What you will do: After reading each line of the entries, give the number of lines that contain "segment" and nothing else.

Collected data
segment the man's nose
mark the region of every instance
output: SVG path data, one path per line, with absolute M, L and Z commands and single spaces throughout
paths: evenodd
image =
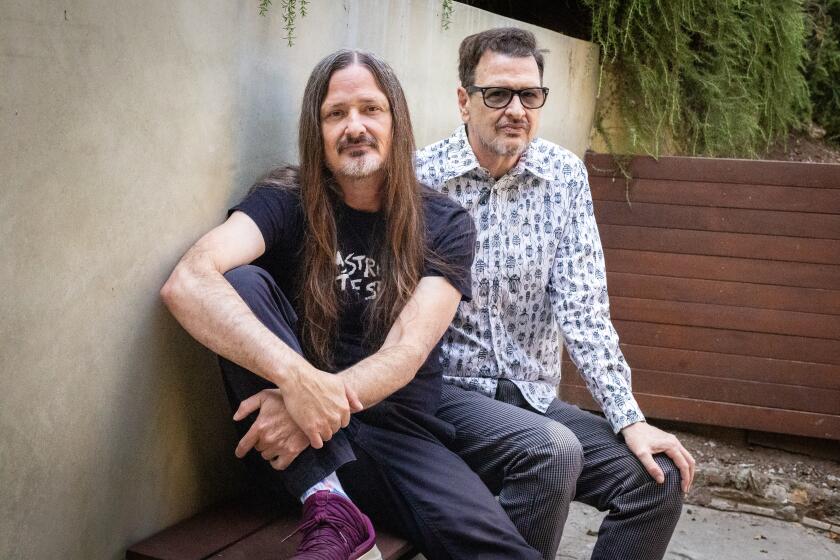
M 519 99 L 518 95 L 514 95 L 508 106 L 505 107 L 505 114 L 512 118 L 519 120 L 525 116 L 525 107 L 522 106 L 522 100 Z
M 347 115 L 347 128 L 345 133 L 349 138 L 358 138 L 365 133 L 365 125 L 362 122 L 362 116 L 358 111 L 353 110 Z

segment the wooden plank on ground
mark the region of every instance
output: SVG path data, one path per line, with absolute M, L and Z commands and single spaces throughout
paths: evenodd
M 567 374 L 568 372 L 568 374 Z M 585 388 L 574 365 L 563 364 L 565 385 Z M 633 369 L 633 393 L 840 414 L 840 390 Z
M 604 258 L 609 272 L 642 272 L 681 278 L 829 290 L 840 286 L 840 266 L 830 264 L 774 262 L 625 249 L 605 249 Z
M 610 296 L 840 315 L 840 290 L 610 272 Z
M 642 412 L 650 419 L 840 439 L 840 416 L 644 393 L 635 396 Z M 562 398 L 589 410 L 599 410 L 583 387 L 564 385 Z
M 840 214 L 840 189 L 753 184 L 709 183 L 669 179 L 624 179 L 591 176 L 592 198 L 631 204 L 648 202 L 686 206 L 751 208 L 788 212 Z
M 840 315 L 620 296 L 610 297 L 610 309 L 613 318 L 618 320 L 782 334 L 840 342 Z
M 774 212 L 740 208 L 677 206 L 601 200 L 595 203 L 599 224 L 645 226 L 731 233 L 840 239 L 840 215 Z
M 586 154 L 590 176 L 618 176 L 612 156 Z M 630 165 L 633 177 L 645 179 L 684 178 L 692 183 L 749 183 L 791 187 L 840 188 L 840 164 L 762 161 L 701 157 L 635 157 Z
M 840 366 L 622 344 L 630 368 L 840 390 Z M 565 370 L 563 370 L 565 372 Z
M 599 224 L 598 230 L 601 243 L 607 249 L 840 264 L 840 241 L 836 239 L 609 224 Z
M 614 321 L 625 343 L 840 365 L 840 341 L 728 329 Z

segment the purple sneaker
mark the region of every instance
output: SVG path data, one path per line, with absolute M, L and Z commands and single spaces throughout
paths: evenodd
M 293 559 L 382 560 L 370 519 L 341 494 L 321 490 L 309 496 L 296 533 L 303 539 Z

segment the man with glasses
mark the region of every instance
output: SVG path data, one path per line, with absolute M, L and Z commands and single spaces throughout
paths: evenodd
M 543 64 L 521 29 L 464 39 L 464 124 L 417 155 L 420 181 L 455 198 L 478 226 L 473 300 L 444 335 L 438 417 L 455 426 L 452 448 L 546 559 L 572 499 L 609 511 L 592 558 L 662 558 L 694 459 L 645 422 L 631 392 L 586 168 L 536 137 L 548 96 Z M 556 397 L 562 342 L 606 418 Z

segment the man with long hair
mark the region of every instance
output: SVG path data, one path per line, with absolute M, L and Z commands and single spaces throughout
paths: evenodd
M 457 429 L 450 447 L 547 560 L 573 499 L 609 511 L 593 559 L 659 559 L 694 459 L 645 421 L 630 389 L 586 167 L 537 137 L 543 53 L 522 29 L 465 38 L 463 124 L 417 156 L 418 178 L 479 225 L 475 297 L 444 337 L 438 416 Z M 557 398 L 564 341 L 606 418 Z
M 430 559 L 539 558 L 444 445 L 438 344 L 471 296 L 475 229 L 419 186 L 413 139 L 387 64 L 327 56 L 303 96 L 300 166 L 252 189 L 161 295 L 220 356 L 237 456 L 303 502 L 296 558 L 377 557 L 362 510 Z

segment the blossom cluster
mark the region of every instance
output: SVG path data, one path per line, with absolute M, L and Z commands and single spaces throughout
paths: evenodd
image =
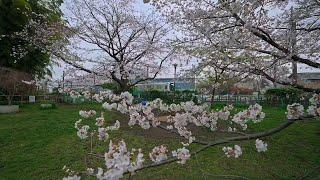
M 287 118 L 294 120 L 299 119 L 304 114 L 304 107 L 299 103 L 294 103 L 287 106 Z
M 177 157 L 179 159 L 178 163 L 185 164 L 187 160 L 190 158 L 191 154 L 188 149 L 183 147 L 177 149 L 176 151 L 172 151 L 172 156 Z
M 134 154 L 136 154 L 135 159 Z M 102 168 L 98 168 L 96 175 L 98 179 L 120 179 L 124 173 L 134 172 L 141 168 L 144 162 L 142 150 L 132 149 L 131 152 L 128 151 L 123 140 L 118 143 L 110 141 L 109 150 L 104 157 L 108 170 L 103 172 Z
M 81 96 L 80 93 L 77 92 L 77 91 L 75 91 L 75 90 L 72 90 L 72 91 L 70 92 L 70 97 L 71 97 L 72 99 L 79 98 L 80 96 Z
M 155 163 L 159 163 L 161 161 L 167 160 L 168 150 L 167 147 L 164 145 L 156 146 L 152 149 L 152 151 L 149 153 L 151 161 Z
M 77 135 L 80 139 L 86 139 L 88 137 L 88 130 L 90 127 L 88 125 L 84 125 L 78 129 Z
M 310 106 L 307 109 L 307 113 L 310 116 L 320 115 L 320 94 L 313 94 L 309 99 Z M 294 103 L 287 106 L 287 118 L 291 120 L 300 119 L 304 116 L 304 107 L 299 103 Z
M 228 132 L 237 132 L 237 128 L 228 127 Z
M 71 92 L 71 91 L 69 91 Z M 83 95 L 85 93 L 82 93 Z M 88 94 L 88 93 L 87 93 Z M 244 130 L 247 128 L 247 122 L 254 123 L 261 122 L 265 114 L 262 112 L 262 107 L 258 104 L 250 106 L 231 116 L 230 111 L 233 106 L 226 106 L 219 111 L 208 111 L 206 105 L 196 105 L 193 102 L 183 102 L 180 104 L 165 104 L 161 99 L 155 99 L 147 104 L 132 104 L 132 95 L 130 93 L 122 93 L 120 95 L 113 95 L 110 91 L 102 92 L 96 95 L 96 98 L 103 99 L 102 107 L 106 110 L 117 110 L 129 117 L 128 125 L 139 125 L 143 129 L 157 127 L 161 123 L 166 124 L 167 129 L 176 130 L 180 136 L 188 139 L 187 143 L 183 143 L 183 148 L 172 151 L 172 157 L 176 157 L 178 163 L 185 164 L 190 158 L 191 154 L 186 148 L 195 141 L 195 136 L 188 129 L 189 124 L 195 126 L 203 126 L 211 130 L 217 129 L 218 120 L 226 121 L 230 119 L 231 122 L 240 125 Z M 93 96 L 94 97 L 94 96 Z M 318 96 L 313 96 L 310 101 L 317 105 L 319 102 Z M 312 105 L 313 105 L 312 104 Z M 119 108 L 120 107 L 120 108 Z M 303 106 L 300 104 L 292 104 L 288 106 L 288 118 L 298 118 L 303 115 Z M 165 121 L 156 118 L 157 113 L 169 114 Z M 83 119 L 95 118 L 95 110 L 79 111 L 79 115 Z M 75 122 L 75 128 L 78 130 L 77 135 L 80 139 L 87 139 L 89 135 L 94 137 L 96 134 L 100 141 L 107 141 L 109 139 L 109 131 L 118 130 L 120 122 L 116 121 L 114 125 L 106 126 L 104 113 L 101 112 L 100 117 L 95 118 L 95 125 L 97 131 L 93 130 L 88 125 L 83 125 L 83 120 L 79 119 Z M 236 132 L 236 128 L 229 127 L 228 132 Z M 268 144 L 260 139 L 256 139 L 255 146 L 258 152 L 267 151 Z M 239 145 L 234 147 L 224 147 L 223 151 L 227 157 L 238 158 L 242 155 L 242 149 Z M 88 173 L 96 176 L 99 179 L 119 179 L 123 177 L 124 173 L 134 173 L 139 168 L 143 167 L 144 155 L 141 149 L 127 150 L 126 143 L 122 140 L 113 143 L 110 140 L 109 149 L 104 155 L 106 168 L 98 168 L 97 173 L 92 168 L 88 169 Z M 155 146 L 149 153 L 150 160 L 155 163 L 161 163 L 168 159 L 168 148 L 164 145 Z M 78 176 L 69 176 L 67 178 L 77 178 Z
M 262 140 L 260 139 L 256 139 L 256 148 L 258 152 L 265 152 L 268 150 L 268 144 L 264 143 Z
M 102 104 L 102 108 L 106 109 L 106 110 L 109 110 L 109 111 L 112 110 L 112 109 L 116 110 L 117 107 L 118 107 L 117 103 L 109 104 L 108 102 L 105 102 L 105 103 Z
M 261 122 L 265 117 L 265 113 L 262 112 L 262 106 L 259 104 L 251 105 L 248 109 L 235 114 L 232 121 L 242 127 L 243 130 L 248 128 L 246 124 L 250 120 L 254 123 Z
M 81 179 L 81 177 L 77 176 L 77 175 L 62 178 L 62 180 L 80 180 L 80 179 Z
M 307 109 L 307 112 L 311 116 L 320 115 L 320 94 L 314 94 L 310 99 L 310 106 Z
M 90 99 L 91 98 L 91 93 L 90 91 L 83 91 L 82 95 L 85 99 Z
M 105 120 L 104 120 L 104 113 L 101 112 L 101 116 L 98 117 L 98 118 L 96 118 L 96 124 L 95 124 L 95 125 L 101 127 L 101 126 L 104 125 L 104 122 L 105 122 Z
M 104 125 L 104 117 L 103 113 L 101 113 L 101 117 L 96 118 L 96 126 L 98 126 L 98 138 L 100 141 L 106 141 L 109 139 L 109 134 L 107 131 L 118 130 L 120 128 L 120 122 L 117 120 L 114 125 L 102 127 Z
M 79 97 L 81 97 L 81 94 L 78 91 L 72 90 L 70 88 L 59 88 L 58 89 L 59 93 L 66 93 L 68 94 L 72 99 L 77 99 Z
M 97 112 L 95 110 L 89 110 L 89 111 L 79 111 L 79 115 L 83 118 L 90 118 L 93 117 L 97 114 Z
M 226 106 L 218 112 L 210 112 L 207 111 L 207 105 L 196 105 L 192 101 L 167 105 L 161 99 L 155 99 L 144 106 L 141 104 L 130 106 L 128 110 L 130 116 L 128 125 L 138 124 L 143 129 L 149 129 L 151 126 L 157 127 L 162 122 L 155 118 L 155 113 L 171 114 L 167 116 L 167 120 L 164 122 L 167 124 L 167 129 L 176 129 L 180 136 L 192 143 L 195 137 L 187 128 L 189 124 L 204 126 L 215 131 L 218 119 L 227 120 L 232 108 L 233 106 Z
M 232 147 L 223 147 L 222 148 L 223 152 L 225 153 L 225 155 L 227 155 L 227 157 L 234 157 L 234 158 L 238 158 L 242 155 L 242 149 L 239 145 L 234 145 L 234 148 Z
M 133 103 L 133 96 L 129 92 L 122 92 L 120 95 L 113 94 L 111 91 L 100 91 L 99 94 L 94 94 L 93 99 L 102 103 L 103 101 L 116 102 L 122 105 L 131 105 Z M 105 106 L 107 107 L 107 106 Z M 112 106 L 114 108 L 114 106 Z M 111 109 L 112 109 L 111 108 Z M 109 110 L 111 110 L 109 109 Z
M 62 180 L 80 180 L 81 177 L 75 174 L 74 171 L 70 170 L 66 165 L 63 166 L 62 170 L 69 174 L 68 177 L 62 178 Z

Response to this task: 6